Teodoro Santana * / Artículos de opinión.- Rafael Fernández Valverde, juez del Tribunal Supremo español y ex vocal del Consejo General del Poder Judicial (a propuesta de Coalición Canaria), apeló el pasado viernes a las bondades de la Reserva para Inversiones en Canarias (RIC) para garantizar «su evolución en el tiempo» y defender así los intereses de los capitalistas ante las «posibilidades interpretativas» de la Hacienda española. Evidentemente, cosechó aplausos y elogios de los representantes de la burguesía presentes en Expomeloneras.
Valverde defendió la evasión legalizada de impuestos que supone la RIC que según él «tiene un claro objetivo de impulsar el desarrollo económico y social de Canarias. La realidad social del tiempo se refleja en la exposición de motivos, que nos permite disfrutar de un incentivo que encaja en el carácter político, la referencia estatutaria y el marco internacional judicial». Nada como la “independencia judicial” y la “separación de poderes”. Desde luego, nada de separarse de los intereses de los grandes capitalistas.
Mientras las cárceles del Estado español están abarrotadas de personas procedentes de la clase obrera y los sectores más pobres de la sociedad, los jueces comen, beben, juegan al golf (o al pádel) y se relacionan con los capitalistas, algunos hasta el grado de reconocerse “más que amigos íntimos”.
Para los asalariados, en palabras de Roberto Fernández Retamar, los jueces son parte de “una clase a la que no pertenecimos, porque no podíamos ir a sus colegios ni llegamos a creer en sus dioses, / ni mandamos en sus oficinas ni vivimos en sus casas ni bailamos en sus salones ni nos bañamos en sus playas ni hicimos juntos el amor ni nos saludamos”.
La Constitución burguesa española (ese enorme montón de papel mojado) dice que todos los poderes públicos “emanan del pueblo”. Pero esto no rige para el poder judicial. Su legitimidad no viene de las urnas, sino del fascismo. Y de su propia continuidad. Son intocables e inamovibles, aunque deciden sobre la vida y hacienda de la gente.
El caso del juez Garzón es paradigmático. Titular de la Audiencia Nacional (continuadora del Tribunal del Orden Público (TOP) del fascismo, y clara vulneración del derecho de cada uno a ser juzgado por su juez natural), sus devaneos políticos y su afán de protagonismo son pecata minuta al lado de hazañas tan poco homologables democráticamente como la de establecer la doctrina del “todo es ETA” contra la izquierda vasca. O de procesar a Pinochet por crímenes contra la humanidad, a la vez que cerraba los ojos ante los crímenes contra la humanidad perpetrados en España, incluidos los casos de torturas denunciados por una organización tan morigerada como Amnistía Internacional.

^^^^

= Indicación A =
Responde con lo que dice el artículo sobre los jueces y la RIC:
(i) ¿A propuesta de qué formación fue Rafael Fernández Valverde vocal del Consejo General del Poder Judicial?
(ii) Según el artículo, ¿de dónde viene la legitimidad del poder judicial, ya que no viene de las urnas?
(iii) ¿Qué organización, calificada de "tan morigerada", denunció los casos de torturas?
= Indicación B =
Continúa, por favor, el artículo sobre los jueces y la RIC a partir de su último párrafo, el del caso del juez Garzón.
Las líneas no intervienen para nada en esto.

= Datos del conjunto =

^^^^

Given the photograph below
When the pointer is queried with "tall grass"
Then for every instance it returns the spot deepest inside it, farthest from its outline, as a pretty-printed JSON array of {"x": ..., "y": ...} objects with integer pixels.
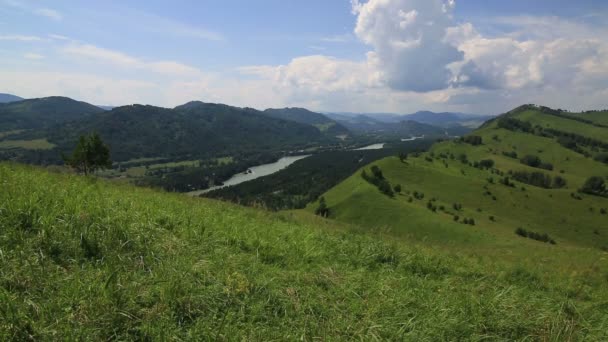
[{"x": 81, "y": 259}]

^^^^

= Respuesta correcta A =
(i) De Coalición Canaria.
(ii) Del fascismo y de su propia continuidad.
(iii) Amnistía Internacional.

= Respuesta correcta B =
A eso hay que añadir su utilización sistemática de las escuchas de las conversaciones entre abogados y presos, amparándose en una ley -a todas luces inconstitucional y radicalmente vulneradora de los derechos civiles más elementales- que permite hacerlo si los presos están acusados de terrorismo (lo que se extiende ad infinitum porque para él “todo es ETA”). Por no hablar de sus peticiones de dinero a oligarcas como Emilio Botín y otros.
El que semejante personaje se haya convertido en símbolo de “democracia” porque, en la equivocada idea de su propia importancia, se le haya ocurrido darse más autobombo aceptando ahora la denuncia contra los crímenes del fascismo, tocando las narices a los poderes fácticos, no deja de ser una cruel ironía.
Mientras tanto, siguen impunes los crímenes de genocidio y de lesa humanidad que, según el derecho internacional suscrito por el Estado Español (y que, por lo tanto, según la propia Constitución, forman parte ya de su cuerpo legal) ni prescriben ni pueden obviarse mediante ninguna ley de “punto final”.
El Estado español es el único país europeo con fosas comunes sin abrir y cunetas llenas de cadáveres. Los niños robados a sus padres y entregados a familias fascistas aún no saben quienes eran sus verdaderos progenitores. Los robos de propiedades a ciudadanos republicanos no se han devuelto, y siguen dando réditos a sus ladrones.
Peor aún: las sentencias de los “tribunales” y consejos de guerra fascistas no han sido anulados. Para el “democrático” Estado español, los demócratas asesinados y desaparecidos siguen siendo oficialmente delincuentes. Y los fascistas, disfrazados con togas de jueces o uniformes militares, que ordenaron su asesinato, unos ciudadanos libres de toda sospecha.
Mientras los muertos del pueblo sigan en las cunetas, en las simas, en los pozos, en las fosas comunes sin identificar, no cabe hablar de “democracia” ni nada que se parezca. Mientras el sistema judicial emanado del fascismo siga en pie, eligiendo a los nuevos jueces y sentando la “jurisprudencia” que les apetezca, no habrá ni democracia ni justicia.
Sólo cabe una alternativa: la remoción de todos los jueces, y la creación de un poder judicial basado en la participación popular (ahora sistemáticamente boicoteada y reducida a la mínima expresión) y la elección (y revocación) popular de los jueces y fiscales. Lo demás es pura propaganda capitalista sobre “creer en la justicia”.
Difícilmente podemos los asalariados creer en la justicia capitalista, hecha y desarrollada para defender a los bancos y a los grandes grupos de poder oligárquico. Y si hunde sus raíces en el fascismo, muchísimo menos.
(*) Teodoro Santana es miembro del Comité Central del Partido Revolucionario de los Comunistas de Canarias (PRCC)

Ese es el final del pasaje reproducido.